§ TRY IT: From the listing below, copy only the lines running from the line that contains "positive clicks: (10, 289) (9, 284)" to the line that contains "rough mask: <svg", both included.

§ EXCERPTED DATA:
● ● ● ●

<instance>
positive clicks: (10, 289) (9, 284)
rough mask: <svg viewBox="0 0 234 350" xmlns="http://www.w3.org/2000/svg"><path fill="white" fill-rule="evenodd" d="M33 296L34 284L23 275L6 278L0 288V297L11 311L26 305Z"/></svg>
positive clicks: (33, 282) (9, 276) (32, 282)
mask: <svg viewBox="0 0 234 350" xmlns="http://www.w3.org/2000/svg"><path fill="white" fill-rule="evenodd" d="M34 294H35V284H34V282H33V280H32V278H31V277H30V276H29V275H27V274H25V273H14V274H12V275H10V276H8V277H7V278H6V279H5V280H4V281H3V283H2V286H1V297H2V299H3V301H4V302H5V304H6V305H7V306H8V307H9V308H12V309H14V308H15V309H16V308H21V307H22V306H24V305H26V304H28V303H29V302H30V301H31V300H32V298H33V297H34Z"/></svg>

● ● ● ●

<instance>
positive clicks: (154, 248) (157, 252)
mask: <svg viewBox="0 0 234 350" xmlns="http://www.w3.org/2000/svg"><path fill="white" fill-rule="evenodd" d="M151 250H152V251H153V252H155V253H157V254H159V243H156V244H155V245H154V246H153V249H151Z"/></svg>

● ● ● ●

§ TASK SOLUTION:
positive clicks: (10, 289) (9, 284)
rough mask: <svg viewBox="0 0 234 350" xmlns="http://www.w3.org/2000/svg"><path fill="white" fill-rule="evenodd" d="M33 296L34 284L23 275L6 278L0 288V297L11 311L26 305Z"/></svg>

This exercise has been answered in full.